BEGIN PROVIDED PASSAGE
# My 1993 2500 6.5 diesel (runs on Veggie Oil) Anyone else running on WVO??



## turb0diesel (Dec 13, 2009)

I recently purchased a 1993 Chevy Silverado 2500 4X4 6.5 with 250,000/mi
In the process of installing an older 8'6" Boss w/wings.

So far I have one connect with the local VFW where I collect their WVO.

I've heard of companies selling ready to use (filtered) WVO for about $1/gal but haven't had any luck in finding them.

Anyone else running Straight Vegetable Oil around the Chicago area?


----------



## maverjohn (Jul 23, 2008)

I thought that stuff jelled in the winter time ?


----------



## Squires (Jan 9, 2009)

I looked into doing it with a 95 6.5L i had and at the time they would gel in the winter time, you needed a duel tank set up, one for diesel, one for the veg oil. The veg oil needed a tank warmer so you started and ran on Diesel until the veg was warmed up, then you had to close off the flow of diesel as you opened the flow of veg, all well and good but then you had to switch back to diesel before shutting it off so you would only have diesel in the lines/pump for the next cold start.
It was a cool system but not ideally suited for cold conditions.
I remember this being featured on Trucks probably close to 10 years ago. i never read through the site recently but maybe you don't have to worry about gel problems if you go this highly filtered/refined route, kind of expensive though
http://www.usfreedombiofuels.com/


----------



## turb0diesel (Dec 13, 2009)

Squires;1492345 said:


> I looked into doing it with a 95 6.5L i had and at the time they would gel in the winter time, you needed a duel tank set up, one for diesel, one for the veg oil. The veg oil needed a tank warmer so you started and ran on Diesel until the veg was warmed up, then you had to close off the flow of diesel as you opened the flow of veg, all well and good but then you had to switch back to diesel before shutting it off so you would only have diesel in the lines/pump for the next cold start.
> It was a cool system but not ideally suited for cold conditions.
> I remember this being featured on Trucks probably close to 10 years ago. i never read through the site recently but maybe you don't have to worry about gel problems if you go this highly filtered/refined route, kind of expensive though
> http://www.usfreedombiofuels.com/


Thats exactly how mine works!
Actually, the guy I bought it from did a really job on the set up.
He put a glow plug booster option for the winter and a Loop option as well where it keeps the veggie circulating although he said he never had to use the loop option in the winter. He just said it will take longer before I can switch to viggie in the winter, about half hour or longer.


----------



## maverjohn (Jul 23, 2008)

So you run the veggie throw a separate filtration system ? and the two never meet ?


----------



## turb0diesel (Dec 13, 2009)

The diesel and veggie have their own separate filters & the veggie is warmed up using the radiator which I need to replace.


----------



## maverjohn (Jul 23, 2008)

Is the mpg the same with veggie ?


----------



## turb0diesel (Dec 13, 2009)
END PROVIDED PASSAGE
REQUIRED ACTIONS -
1. List every username that posts in the vegetable oil thread.
2. Answer these from the vegetable oil thread:
(a) How many miles were on the 1993 Silverado when it was purchased?
(b) Where does the truck's owner collect WVO?
(c) What is used to warm up the veggie oil in the owner's truck?
3. Carry the vegetable oil thread forward from where it stops.
BEGIN RAW DATA
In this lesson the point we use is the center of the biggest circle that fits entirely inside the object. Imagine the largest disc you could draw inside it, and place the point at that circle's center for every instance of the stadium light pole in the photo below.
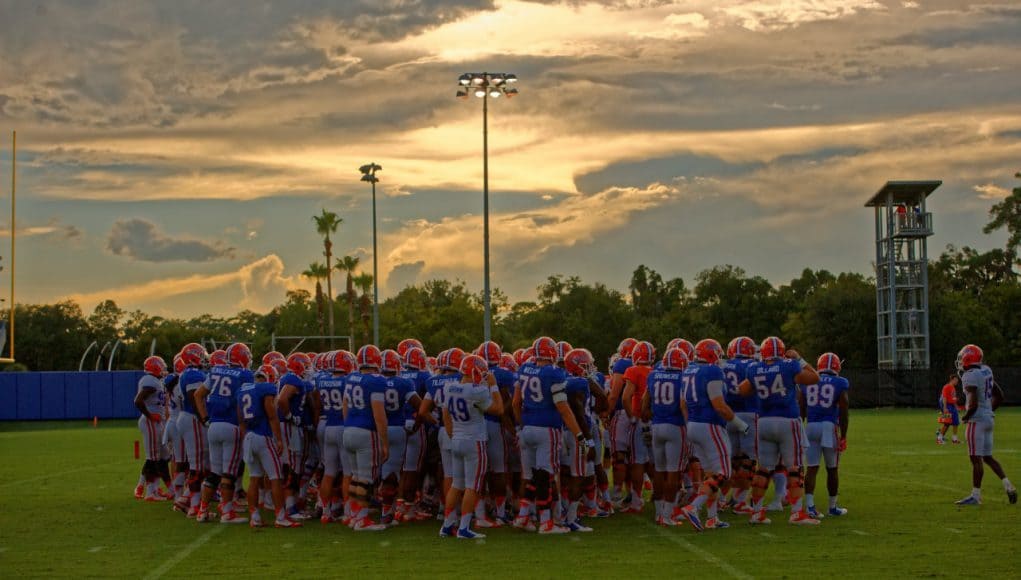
END RAW DATA
TASK RESULTS -
1.
turb0diesel
maverjohn
Squires

2.
(a) 250,000 miles
(b) The local VFW
(c) The radiator

3.
I think its better. My truck loves to run on veggie, you can barely feel the truck when its on.
Its nice for people that have to travel long distances often since you have to drive around 10-15minutes(longer in cooler temps) on diesel till you can flip that switch to run on veggie.


----------



## maverjohn (Jul 23, 2008)

Is the cost of the converting over to veggie worth it in the long run? or will the maintenance of two fuel systems chew up any gain in profit ?


----------



## turb0diesel (Dec 13, 2009)

The kit runs for around 2k and you should be able to do it yourself. I'd get the kit from these guys:
http://www.greasecar.com/products/catalog/greasecar-truck-kits

This month I drove the truck 1,000/miles on veggie oil and $100 in diesel(about 25/gallons)
I should have kept track of how much oil I used.

There really isnt maintenance, just make sure the oil is filtered and water free and that you dont switch to veggie till it reaches 160f+ and that you run on diesel for a couple of minutes/miles before shutting it off the truck.


----------



## maelawncare (Mar 4, 2004)

There are also some programmers that let the truck keep running for a few minutes after you shut it down. So you could flip the switch in your truck, then take your key out lock the truck and walk away. It will run for a few minutes then shut off automaticly.


----------



## Landmind (Oct 19, 2011)

You should try some waste motor oil


----------



## turb0diesel (Dec 13, 2009)

Landmind;1494852 said:


> You should try some waste motor oil


I actually heard of a guy using trans oil.
Not trying is, Id rather pay and use Biodiesel


----------



## theholycow (Nov 29, 2002)

turb0diesel;1496542 said:


> I actually heard of a guy using trans oil.
> Not trying is, Id rather pay and use Biodiesel


What about running waste engine/trans oil in your WVO system, not your regular dino system?

For winter use, I wonder if a system that uses something like a block heater would be worthwhile...then the WVO would come up to temperature much more quickly.

Anyway, very cool!


----------



## Landmind (Oct 19, 2011)

I've got some in my tank right now, only 20% or less. Consider it a fuel additive to add lubrication to dry ulsd.


----------



## turb0diesel (Dec 13, 2009)

Landmind;1497774 said:


> I've got some in my tank right now, only 20% or less. Consider it a fuel additive to add lubrication to dry ulsd.


Trans or Motor oil?


----------



## bleachcola (Oct 10, 2012)

very nice setups and the smell is great outta the tailpipe. its just too bad the 2007.5+ big three trucks have so pollution crap and they are hard to convert mainly bc of the high pressure fuel system, but on the plus side you can make 1000tq to the wheels with a tuner and exhaust bolt on.


----------



## Landmind (Oct 19, 2011)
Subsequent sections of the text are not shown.